• _FRAGMENTO DE TEXTO_:
* * * * * * *

Creo que es la única vez en toda mi vida que me han faltado ideas sobre qué escribir. Mi problema siempre ha sido el contrario: la sobreabundancia, la necesidad de elegir a cuál de las ocurrencias últimas presto atención para escribir sobre ella una novela o un relato o un poema o lo que salga. Pero fue precisamente gracias a esa falta de ideas que llegué a la conclusión mágica: lo argumental es sólo una pequeña parte. Importante, no lo niego, pero sólo una parte. El resto es la necesidad de explicarse, la tenacidad para hacerlo, el abismo que crece en tu corazón si callas, el gusto por juntar palabras y la felicidad de haberlo hecho.
Por eso escribo.

2 comentarios:

Rebeka October dijo...

Así como me encantó saber de esa carpeta azul de mi querido Francesc, me ha encantado descubrir tu historia.
Me he sentido identificada contigo. Hay momentos de nuestra vida que nos empujan a escribir. A mí me sucedió con la muerte de mi abuela en el 98.

Desde ese año he seguido escribiendo, he mejorado mucho en la calidad de mis palabras, muchísimo. Y sin embargo una yo más madura literariamente, aunque no juegue en primera división, tuvo que enfrentarse al más blanco de todos, con la marcha del papá de sus ojos el año pasado.
Fue el peor blanco de mi vida. Tardé días en darme cuenta de que esa ausencia de borrones de tinta sucedía porque así se encontraba mi alma, blanca, sin palabras, sin sentimientos, rota en mil pedazos indescriptibles.

Con el tiempo las palabras surgieron de nuevo, describiendo silencios, dolor...

Creo que los momentos más duros de nuestra vida, nos acaban empujando hacia las letras escritas, tarde o temprano.
Para aquellos que nos desahogamos así, en palabras, cuando no llegan, es que tenemos una tormenta en nuestro corazón.

Gracias por esta magnífica entrada Care. Lo siento por mi parrafada.

Un gran abrazo,

Rebeca.

Begoña Argallo dijo...

A veces uno se encuentra con poco que decir, que en mi caso ya es raro.
Hermosa entrada. Reflexión y lección.

* * * * * * *

• _ENTRADAS DEL CONJUNTO_:
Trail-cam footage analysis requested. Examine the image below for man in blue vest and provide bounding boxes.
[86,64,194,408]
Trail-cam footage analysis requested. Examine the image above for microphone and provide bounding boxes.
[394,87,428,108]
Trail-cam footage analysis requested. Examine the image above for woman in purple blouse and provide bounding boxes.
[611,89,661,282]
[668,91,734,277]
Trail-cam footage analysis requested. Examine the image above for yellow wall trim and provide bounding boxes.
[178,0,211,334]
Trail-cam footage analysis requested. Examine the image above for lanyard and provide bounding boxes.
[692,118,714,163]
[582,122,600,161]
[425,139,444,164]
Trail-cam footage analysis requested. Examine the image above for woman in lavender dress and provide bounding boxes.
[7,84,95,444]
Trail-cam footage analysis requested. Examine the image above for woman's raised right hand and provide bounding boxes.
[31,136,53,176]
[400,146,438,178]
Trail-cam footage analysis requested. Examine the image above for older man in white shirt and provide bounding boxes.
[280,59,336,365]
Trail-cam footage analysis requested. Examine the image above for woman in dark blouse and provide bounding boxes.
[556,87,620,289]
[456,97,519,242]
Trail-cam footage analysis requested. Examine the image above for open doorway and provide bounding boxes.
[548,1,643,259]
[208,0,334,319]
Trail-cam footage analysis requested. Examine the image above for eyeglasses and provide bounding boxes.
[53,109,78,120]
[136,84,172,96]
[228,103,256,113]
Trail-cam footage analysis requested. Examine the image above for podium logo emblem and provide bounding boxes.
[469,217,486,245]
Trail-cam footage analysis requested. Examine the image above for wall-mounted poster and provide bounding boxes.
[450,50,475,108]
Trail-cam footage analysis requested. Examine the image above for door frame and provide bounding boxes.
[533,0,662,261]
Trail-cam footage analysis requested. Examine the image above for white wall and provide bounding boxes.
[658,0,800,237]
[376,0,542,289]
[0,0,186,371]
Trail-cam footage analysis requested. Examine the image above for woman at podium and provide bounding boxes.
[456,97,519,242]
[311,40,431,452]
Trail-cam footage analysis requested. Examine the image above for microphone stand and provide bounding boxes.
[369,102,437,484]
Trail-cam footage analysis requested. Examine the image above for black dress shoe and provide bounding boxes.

* * * * * * *

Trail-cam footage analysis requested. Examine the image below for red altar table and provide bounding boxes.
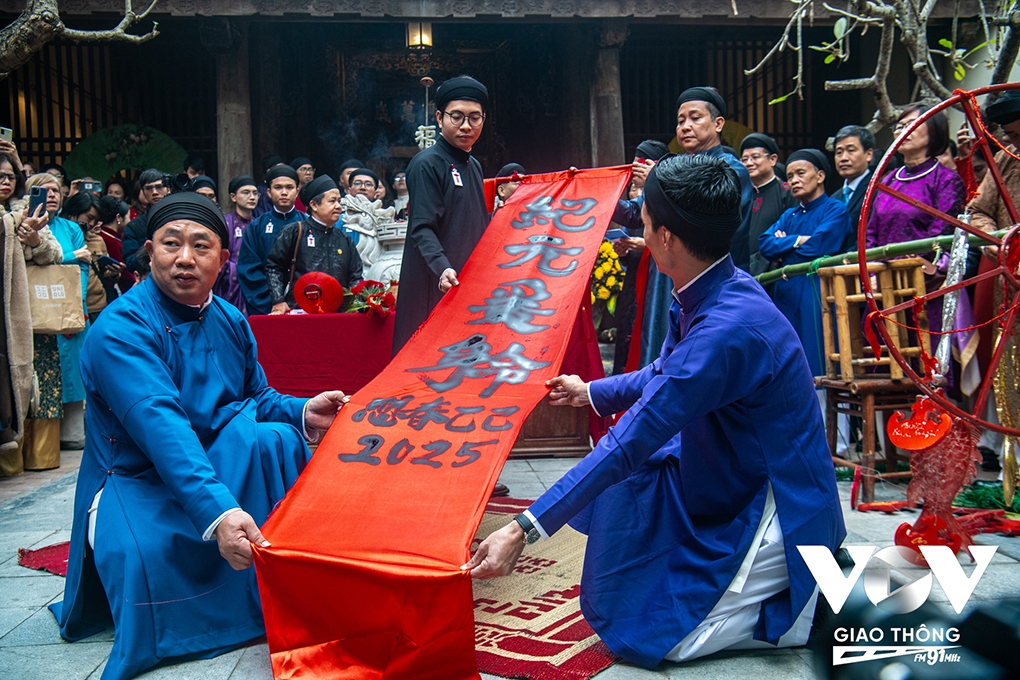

* * * * * * *

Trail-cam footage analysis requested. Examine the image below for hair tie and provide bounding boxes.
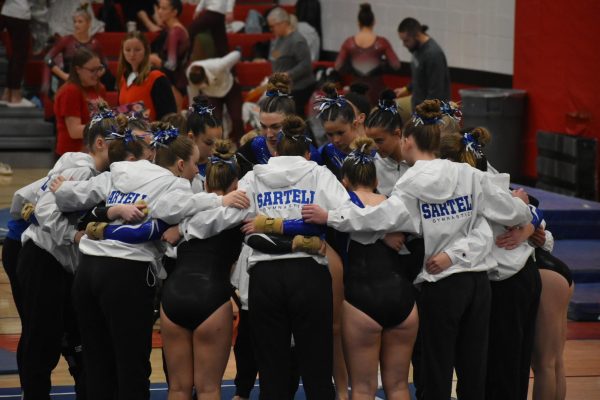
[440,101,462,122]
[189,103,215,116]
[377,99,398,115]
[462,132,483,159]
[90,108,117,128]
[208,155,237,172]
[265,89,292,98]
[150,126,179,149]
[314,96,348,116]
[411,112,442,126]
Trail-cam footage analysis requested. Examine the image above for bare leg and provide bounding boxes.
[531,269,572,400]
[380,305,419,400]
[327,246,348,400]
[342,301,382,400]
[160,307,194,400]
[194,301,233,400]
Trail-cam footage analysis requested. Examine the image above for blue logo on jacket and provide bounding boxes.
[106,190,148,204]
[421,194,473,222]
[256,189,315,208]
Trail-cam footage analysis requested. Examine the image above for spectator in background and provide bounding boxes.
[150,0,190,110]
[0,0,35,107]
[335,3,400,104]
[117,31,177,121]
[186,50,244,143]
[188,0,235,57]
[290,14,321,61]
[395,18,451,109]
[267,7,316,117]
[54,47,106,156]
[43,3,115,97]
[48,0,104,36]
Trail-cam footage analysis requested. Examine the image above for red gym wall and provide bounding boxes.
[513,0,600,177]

* * * * * * *

Responde estas preguntas sobre el fragmento de texto acerca de la escritura:
(a) ¿Qué problema dice haber tenido siempre quien escribe la entrada?
(b) ¿Con qué muerte, y en qué año, empezó a escribir quien firma el primer comentario?
(c) ¿Con qué dos palabras resume Begoña Argallo la entrada tras llamarla "Hermosa entrada"?

• _EJERCICIO RESUELTO_:
(a) La sobreabundancia de ideas, es decir, tener que elegir a cuál de las ocurrencias últimas prestar atención.
(b) Con la muerte de su abuela, en el 98.
(c) "Reflexión y lección".